Start of RECORDS TO PROCESS

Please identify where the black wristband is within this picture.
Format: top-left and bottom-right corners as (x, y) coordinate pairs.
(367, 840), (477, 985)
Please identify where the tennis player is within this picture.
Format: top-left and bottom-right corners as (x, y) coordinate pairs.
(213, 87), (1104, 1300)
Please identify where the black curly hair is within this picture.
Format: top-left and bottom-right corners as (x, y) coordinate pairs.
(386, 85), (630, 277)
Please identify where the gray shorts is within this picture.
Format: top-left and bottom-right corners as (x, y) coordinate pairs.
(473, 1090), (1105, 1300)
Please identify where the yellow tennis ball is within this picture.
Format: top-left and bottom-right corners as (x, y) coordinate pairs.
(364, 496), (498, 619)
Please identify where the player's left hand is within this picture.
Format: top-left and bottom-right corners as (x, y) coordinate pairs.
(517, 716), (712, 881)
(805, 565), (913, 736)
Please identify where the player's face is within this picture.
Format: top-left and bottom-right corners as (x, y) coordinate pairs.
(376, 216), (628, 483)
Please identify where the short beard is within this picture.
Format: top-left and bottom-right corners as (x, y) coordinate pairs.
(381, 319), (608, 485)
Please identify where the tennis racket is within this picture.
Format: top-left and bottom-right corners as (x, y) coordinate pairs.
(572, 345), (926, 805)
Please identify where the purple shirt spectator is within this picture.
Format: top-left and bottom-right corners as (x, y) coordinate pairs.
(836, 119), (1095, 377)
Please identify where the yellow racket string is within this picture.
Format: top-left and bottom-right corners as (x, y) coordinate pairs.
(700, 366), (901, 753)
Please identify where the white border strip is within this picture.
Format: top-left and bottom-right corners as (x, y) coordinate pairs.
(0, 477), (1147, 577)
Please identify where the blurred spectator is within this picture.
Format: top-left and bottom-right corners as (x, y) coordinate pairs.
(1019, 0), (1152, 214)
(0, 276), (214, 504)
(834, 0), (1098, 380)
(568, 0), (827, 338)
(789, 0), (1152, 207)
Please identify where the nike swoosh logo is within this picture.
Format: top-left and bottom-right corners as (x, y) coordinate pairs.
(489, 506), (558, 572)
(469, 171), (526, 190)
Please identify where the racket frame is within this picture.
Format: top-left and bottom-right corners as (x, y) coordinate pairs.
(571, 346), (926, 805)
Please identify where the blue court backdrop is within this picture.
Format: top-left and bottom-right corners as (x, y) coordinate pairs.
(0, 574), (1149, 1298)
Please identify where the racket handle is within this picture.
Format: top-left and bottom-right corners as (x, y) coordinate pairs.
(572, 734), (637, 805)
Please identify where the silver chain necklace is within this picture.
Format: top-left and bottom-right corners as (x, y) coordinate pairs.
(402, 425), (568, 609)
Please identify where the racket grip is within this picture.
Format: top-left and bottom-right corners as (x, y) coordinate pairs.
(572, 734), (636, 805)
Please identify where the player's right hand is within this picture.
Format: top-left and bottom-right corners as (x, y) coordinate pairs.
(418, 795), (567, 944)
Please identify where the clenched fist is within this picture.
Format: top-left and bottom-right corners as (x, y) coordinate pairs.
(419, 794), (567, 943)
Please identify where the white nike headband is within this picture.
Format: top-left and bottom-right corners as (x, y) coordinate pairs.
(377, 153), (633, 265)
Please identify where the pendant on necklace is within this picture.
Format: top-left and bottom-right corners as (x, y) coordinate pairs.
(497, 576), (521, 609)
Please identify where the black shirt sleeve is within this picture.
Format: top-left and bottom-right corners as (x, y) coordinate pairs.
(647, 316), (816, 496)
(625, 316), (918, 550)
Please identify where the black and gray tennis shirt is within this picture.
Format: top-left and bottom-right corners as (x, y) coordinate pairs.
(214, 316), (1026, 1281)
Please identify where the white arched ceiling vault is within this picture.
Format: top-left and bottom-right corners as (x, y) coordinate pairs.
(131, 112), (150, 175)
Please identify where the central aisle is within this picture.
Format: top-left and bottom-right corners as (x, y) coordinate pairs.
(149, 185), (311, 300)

End of RECORDS TO PROCESS

WORK REQUIRED -
Nothing is to be altered; retype each entry exactly.

OUTPUT OF THE TASK -
Please identify where the black wristband is within this picture.
Format: top-left and bottom-right corners as (x, y) coordinate pairs.
(367, 840), (477, 985)
Please identify where the tennis player is within this picture.
Format: top-left and bottom-right corners as (x, y) coordinate pairs.
(213, 87), (1104, 1300)
Please identify where the black curly hair is within this picture.
Format: top-left and bottom-right corners as (x, y) coordinate pairs.
(386, 85), (630, 277)
Please identify where the gray shorts is within this picture.
Format: top-left and bottom-right corners as (x, y) coordinate pairs.
(473, 1090), (1105, 1300)
Please identify where the yellow tennis ball is within this picture.
Format: top-left and bottom-right corners as (x, y) coordinate pairs.
(364, 496), (498, 619)
Please identify where the player's left hand is within this picture.
Format: top-left and bottom-right corners as (x, y) coordinate pairs.
(517, 716), (712, 881)
(805, 565), (913, 736)
Please identify where the player's face is within this picture.
Format: top-left and bottom-right corners as (x, y) coordinate pairs.
(376, 216), (628, 483)
Please identify where the short beard is within this picture.
Format: top-left and bottom-right corners as (x, y) coordinate pairs.
(381, 319), (608, 485)
Please identify where the tennis racket is within this picture.
Format: top-left and bottom-right corners as (x, y) coordinate pairs.
(572, 345), (926, 805)
Please identify where the purple shirt spectator is within this picture.
Format: top-left and bottom-right corners as (x, y) coordinate pairs.
(836, 119), (1095, 377)
Please identify where the yellow racket string is within this picture.
Format: top-left and bottom-right corners as (x, y) coordinate pairs.
(700, 366), (901, 753)
Please identify where the white border strip is within this picture.
Format: top-left and bottom-right corners as (x, y) coordinate pairs.
(0, 477), (1147, 577)
Please identify where the blurred spectator is within this picture.
Format: top-left and bottom-right corners as (x, y) coordinate pairs.
(1019, 0), (1152, 214)
(0, 276), (214, 504)
(834, 0), (1098, 380)
(568, 0), (827, 338)
(789, 0), (1152, 207)
Please identify where the nike swoosh logo is within this picture.
Format: top-left and bottom-right corners as (x, y) coordinate pairs.
(489, 506), (558, 572)
(469, 171), (526, 190)
Please identify where the racket frame is within this picture.
Format: top-left and bottom-right corners as (x, y) coordinate pairs.
(571, 346), (926, 805)
Please identify where the blue court backdrop is within this picture.
Format: top-left and bottom-right corners as (x, y) coordinate pairs.
(0, 574), (1149, 1298)
Please identify where the racket handle is within this picture.
Format: top-left and bottom-right corners as (x, y) coordinate pairs.
(572, 734), (637, 805)
Please identify where the silver chain necklace is within this picture.
Format: top-left and bottom-right corners as (x, y) coordinate pairs.
(402, 425), (568, 609)
Please identify where the racket grip is within this picture.
Format: top-left and bottom-right corners as (x, y) coordinate pairs.
(572, 734), (636, 805)
Please identify where the player's right hand is within this picture.
Format: top-left and bottom-right corners as (x, y) coordinate pairs.
(418, 795), (567, 944)
Please identify where the clenched fist is within this picture.
Format: top-left and bottom-right corners as (x, y) coordinate pairs.
(419, 794), (567, 943)
Please identify where the white nike headband is within this picture.
Format: top-left and bottom-right corners as (x, y) coordinate pairs.
(377, 153), (633, 265)
Please identify where the pendant on necklace is within this picture.
Format: top-left and bottom-right corners as (x, y) coordinate pairs.
(497, 576), (521, 609)
Please identify where the black shirt sleeve is within this picture.
Format: top-left and bottom-right corners as (x, y) coordinate pairs.
(647, 316), (816, 496)
(625, 316), (918, 550)
Please identify where the black and gray tennis shirt is within this picture.
Format: top-left and bottom-right corners as (x, y) coordinate pairs.
(214, 316), (1026, 1281)
Please identify where the white arched ceiling vault is within this picture.
Format: top-left and bottom-right corners as (x, y) coordinate pairs.
(131, 112), (150, 175)
Please identify where the central aisle is within this picture.
Format: top-left and bottom-right corners as (x, y) coordinate pairs.
(149, 185), (311, 300)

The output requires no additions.